### GIVEN RECORDS

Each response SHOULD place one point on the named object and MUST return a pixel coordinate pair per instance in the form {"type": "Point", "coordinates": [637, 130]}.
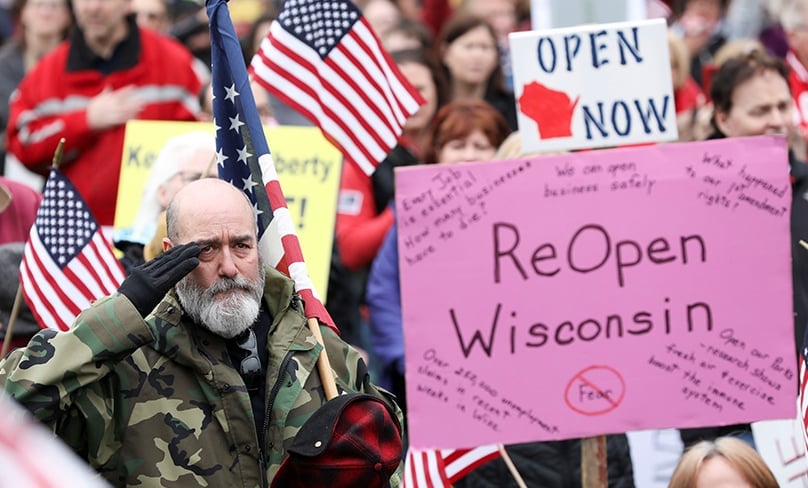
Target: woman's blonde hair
{"type": "Point", "coordinates": [740, 455]}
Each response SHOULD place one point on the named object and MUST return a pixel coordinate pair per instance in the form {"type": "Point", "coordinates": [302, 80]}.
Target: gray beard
{"type": "Point", "coordinates": [226, 315]}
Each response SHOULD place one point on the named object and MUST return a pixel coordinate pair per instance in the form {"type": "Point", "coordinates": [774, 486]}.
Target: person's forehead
{"type": "Point", "coordinates": [224, 224]}
{"type": "Point", "coordinates": [760, 86]}
{"type": "Point", "coordinates": [149, 4]}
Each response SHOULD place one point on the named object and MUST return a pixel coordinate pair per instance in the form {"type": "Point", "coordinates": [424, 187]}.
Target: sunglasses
{"type": "Point", "coordinates": [251, 365]}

### TO BE DONE
List each line in the records above that contains the word "SHOULD".

### RESPONSE
Each response SHOULD place one point on the named object and MUST return a pixel coordinate pair per instance in the form {"type": "Point", "coordinates": [637, 130]}.
Each response SHOULD place one point on the named object and MUST return a pixel coordinate pair per instance in the form {"type": "Point", "coordinates": [302, 80]}.
Each response SHOULD place one point on the named object and MUST return a pixel coordinate pair per instance in the form {"type": "Point", "coordinates": [774, 486]}.
Each response SHOULD place one point on the named object and MUST return a pixel coordinate pair per instance in the form {"type": "Point", "coordinates": [424, 187]}.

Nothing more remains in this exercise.